REQUEST = From the line containing "Where can the woman's earlobe" to the end of the listing, write out every line exactly; leave out everything else.

LISTED RECORDS =
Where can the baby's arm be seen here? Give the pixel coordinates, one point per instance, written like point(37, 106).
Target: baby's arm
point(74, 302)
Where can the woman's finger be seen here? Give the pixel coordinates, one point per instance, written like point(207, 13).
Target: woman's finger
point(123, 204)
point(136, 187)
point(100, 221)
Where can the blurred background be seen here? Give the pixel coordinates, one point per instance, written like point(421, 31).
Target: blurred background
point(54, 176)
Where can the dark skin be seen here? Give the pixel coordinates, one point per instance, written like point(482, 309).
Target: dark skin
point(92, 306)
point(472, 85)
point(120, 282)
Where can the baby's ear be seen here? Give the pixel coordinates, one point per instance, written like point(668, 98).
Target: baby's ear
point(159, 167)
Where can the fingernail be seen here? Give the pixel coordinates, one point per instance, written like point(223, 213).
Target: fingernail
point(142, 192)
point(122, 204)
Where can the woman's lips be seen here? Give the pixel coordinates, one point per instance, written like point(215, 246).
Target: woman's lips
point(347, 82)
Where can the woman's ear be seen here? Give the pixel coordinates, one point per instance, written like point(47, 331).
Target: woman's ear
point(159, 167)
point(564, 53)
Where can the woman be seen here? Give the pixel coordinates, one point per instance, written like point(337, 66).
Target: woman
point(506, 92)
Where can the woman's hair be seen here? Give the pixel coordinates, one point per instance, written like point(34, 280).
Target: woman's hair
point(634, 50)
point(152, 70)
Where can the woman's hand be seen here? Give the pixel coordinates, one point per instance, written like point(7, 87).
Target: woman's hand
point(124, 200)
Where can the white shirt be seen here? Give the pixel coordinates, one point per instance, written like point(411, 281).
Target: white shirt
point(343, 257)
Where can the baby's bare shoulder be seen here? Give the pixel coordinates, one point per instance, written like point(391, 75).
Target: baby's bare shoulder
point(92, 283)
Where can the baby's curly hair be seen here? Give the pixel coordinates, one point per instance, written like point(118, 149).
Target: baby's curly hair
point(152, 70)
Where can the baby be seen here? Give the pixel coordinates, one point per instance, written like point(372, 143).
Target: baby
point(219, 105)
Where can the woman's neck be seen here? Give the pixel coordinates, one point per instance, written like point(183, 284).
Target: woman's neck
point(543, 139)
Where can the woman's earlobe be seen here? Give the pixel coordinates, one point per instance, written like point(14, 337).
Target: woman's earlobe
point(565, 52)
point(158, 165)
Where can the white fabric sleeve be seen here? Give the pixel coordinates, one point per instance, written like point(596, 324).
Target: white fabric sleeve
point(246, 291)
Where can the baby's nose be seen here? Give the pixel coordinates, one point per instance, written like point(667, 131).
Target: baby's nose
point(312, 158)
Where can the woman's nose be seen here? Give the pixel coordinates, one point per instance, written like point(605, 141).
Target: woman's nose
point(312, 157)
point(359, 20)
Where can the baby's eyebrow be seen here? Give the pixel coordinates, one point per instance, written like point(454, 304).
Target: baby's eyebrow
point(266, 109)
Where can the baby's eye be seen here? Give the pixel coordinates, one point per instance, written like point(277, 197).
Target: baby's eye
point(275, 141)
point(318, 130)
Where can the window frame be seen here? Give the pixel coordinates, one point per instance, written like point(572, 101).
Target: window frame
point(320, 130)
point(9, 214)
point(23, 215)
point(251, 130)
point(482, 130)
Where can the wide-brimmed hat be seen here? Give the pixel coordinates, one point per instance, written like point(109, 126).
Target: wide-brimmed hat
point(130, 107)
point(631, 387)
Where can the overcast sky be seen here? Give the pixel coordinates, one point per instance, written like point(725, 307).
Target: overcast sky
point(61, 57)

SOLUTION FOR THIS TASK =
Where can the woman's earlobe be seen here? Give the pixel coordinates, one point per instance, written like point(14, 337).
Target: woman's earlobe
point(565, 52)
point(158, 165)
Where can the white fabric sleeve be seen here? Give the pixel coordinates, one point per instance, written like point(596, 324).
Target: white fabric sleeve
point(246, 291)
Where can the baby's nose be seen here? Give the pixel coordinates, one point per instance, written like point(667, 131).
Target: baby's nose
point(312, 158)
Where can the woman's nose be seen here? Give the pixel coordinates, one point per instance, written like point(605, 141).
Target: woman's nose
point(312, 157)
point(359, 20)
Where can the baby's eyebrow be seen here? Give the pixel coordinates, one point per instance, written like point(454, 304).
Target: baby's eyebrow
point(266, 109)
Where can the baby's eye be seen here? Give the pixel coordinates, one point per instance, written like point(277, 197).
Target: baby's eye
point(275, 141)
point(318, 130)
Where can the window frame be seen here? Give the pixel coordinates, one point per instance, written like point(572, 101).
Target: window frame
point(320, 130)
point(9, 214)
point(23, 215)
point(251, 130)
point(482, 130)
Where can the wide-brimmed hat be seen here? Give the pixel coordinates, one point per instance, written like point(109, 126).
Target: wide-brimmed hat
point(130, 107)
point(631, 387)
Where can the overcast sky be seen here? Give the pixel coordinates, one point per instance, written like point(725, 307).
Target: overcast sky
point(61, 57)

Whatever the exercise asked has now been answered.